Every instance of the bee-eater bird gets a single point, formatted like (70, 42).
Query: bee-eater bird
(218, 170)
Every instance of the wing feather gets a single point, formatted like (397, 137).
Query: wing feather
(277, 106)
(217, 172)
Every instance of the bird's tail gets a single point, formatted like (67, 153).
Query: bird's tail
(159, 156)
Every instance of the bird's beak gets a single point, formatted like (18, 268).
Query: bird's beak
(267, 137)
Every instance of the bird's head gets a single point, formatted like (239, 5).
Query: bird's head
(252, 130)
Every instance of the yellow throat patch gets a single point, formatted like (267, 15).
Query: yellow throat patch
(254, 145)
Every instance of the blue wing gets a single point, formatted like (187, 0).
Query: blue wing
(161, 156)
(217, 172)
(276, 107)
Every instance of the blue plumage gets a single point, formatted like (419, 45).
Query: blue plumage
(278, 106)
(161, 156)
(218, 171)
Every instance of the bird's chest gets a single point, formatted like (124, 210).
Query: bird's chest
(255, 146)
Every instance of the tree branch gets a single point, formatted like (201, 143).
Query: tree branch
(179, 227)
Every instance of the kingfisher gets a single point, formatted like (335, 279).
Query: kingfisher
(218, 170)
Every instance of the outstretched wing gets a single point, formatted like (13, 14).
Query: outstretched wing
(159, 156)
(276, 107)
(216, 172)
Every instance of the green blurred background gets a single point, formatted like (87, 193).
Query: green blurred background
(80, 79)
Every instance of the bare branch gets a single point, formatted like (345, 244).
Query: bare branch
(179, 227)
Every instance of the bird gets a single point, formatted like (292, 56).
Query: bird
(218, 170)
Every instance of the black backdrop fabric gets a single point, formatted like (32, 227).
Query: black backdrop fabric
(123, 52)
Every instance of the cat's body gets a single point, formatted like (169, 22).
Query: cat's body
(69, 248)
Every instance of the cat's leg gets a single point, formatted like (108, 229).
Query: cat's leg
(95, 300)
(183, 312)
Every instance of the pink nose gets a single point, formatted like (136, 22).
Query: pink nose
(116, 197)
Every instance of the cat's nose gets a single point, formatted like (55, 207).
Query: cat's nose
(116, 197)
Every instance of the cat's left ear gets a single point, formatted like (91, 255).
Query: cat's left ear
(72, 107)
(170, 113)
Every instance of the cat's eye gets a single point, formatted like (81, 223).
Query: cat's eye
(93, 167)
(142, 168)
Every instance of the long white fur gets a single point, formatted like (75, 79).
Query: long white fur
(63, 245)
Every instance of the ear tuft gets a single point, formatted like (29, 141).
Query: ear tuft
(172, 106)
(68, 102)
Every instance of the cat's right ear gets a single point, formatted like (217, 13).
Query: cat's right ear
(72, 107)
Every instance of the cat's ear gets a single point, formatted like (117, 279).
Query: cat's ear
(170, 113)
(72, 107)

────────────────────────────────────────

(PROBLEM DESCRIPTION):
Reproduce every item above word for word, changing nothing.

(TASK ANSWER):
Every instance of the bee-eater bird gets a single point, formatted like (70, 42).
Query: bee-eater bird
(218, 170)
Every instance of the wing feather gets a single point, formatted like (397, 137).
Query: wing feather
(277, 106)
(217, 172)
Every instance of the bird's tail gets a single point, formatted like (67, 153).
Query: bird's tail
(159, 156)
Every instance of the bird's beak gets a single point, formatted like (18, 268).
Query: bird's beak
(267, 137)
Every instance of the bird's head gets a single point, formatted like (239, 5).
Query: bird's head
(252, 130)
Every instance of the yellow throat patch gets a single point, formatted like (267, 15).
Query: yellow throat patch
(254, 145)
Every instance of the blue wing gets a single point, formatted like (187, 0).
Query: blue wing
(161, 156)
(217, 172)
(276, 107)
Every instance of the blue plumage gets a single point, formatted like (419, 45).
Query: blue plumage
(278, 106)
(161, 156)
(218, 171)
Every instance of the bird's chest gets a single point, formatted like (124, 210).
Query: bird's chest
(255, 146)
Every instance of the tree branch gets a single point, formatted like (201, 143).
Query: tree branch
(179, 227)
Every instance of the kingfisher gets a single point, formatted like (335, 279).
Query: kingfisher
(218, 170)
Every instance of the outstretched wing gets a single point, formatted like (13, 14).
Query: outstretched wing
(159, 156)
(276, 107)
(216, 172)
Every instance of the green blurred background gets a single point, formatted like (87, 193).
Query: green blurred background
(80, 79)
Every instance of the bare branch gets a single point, formatted like (345, 244).
Query: bare branch
(179, 227)
Every instance of the bird gets a single point, formatted like (292, 56).
Query: bird
(218, 170)
Every instance of the black backdrop fabric gets a single point, formatted like (32, 227).
Query: black backdrop fabric
(123, 52)
Every instance of the cat's body gets a single point, formatted like (169, 22).
Query: cat's body
(69, 248)
Every instance of the cat's leg gets a single point, formatted like (108, 229).
Query: cat's leg
(95, 300)
(183, 312)
Every instance of the pink nose gets a single point, formatted like (136, 22).
Query: pink nose
(116, 197)
Every instance of the cat's nose gets a single point, formatted like (55, 207).
Query: cat's nose
(116, 197)
Every instance of the cat's left ear gets a single point, formatted like (91, 255).
Query: cat's left ear
(72, 107)
(170, 113)
Every instance of the cat's eye gets a single point, formatted like (81, 223).
Query: cat's eye
(93, 167)
(142, 168)
Every instance of the long white fur gets a single point, formatted like (75, 79).
Query: long white fur
(63, 245)
Every instance of the ear tuft gets a single point, formatted like (29, 141).
Query: ear tuft
(172, 106)
(68, 102)
Every instance of the cat's right ear gets a single point, formatted like (217, 13).
Query: cat's right ear
(72, 107)
Every instance of the cat's ear gets a single point, formatted like (117, 279).
Query: cat's ear
(170, 113)
(72, 107)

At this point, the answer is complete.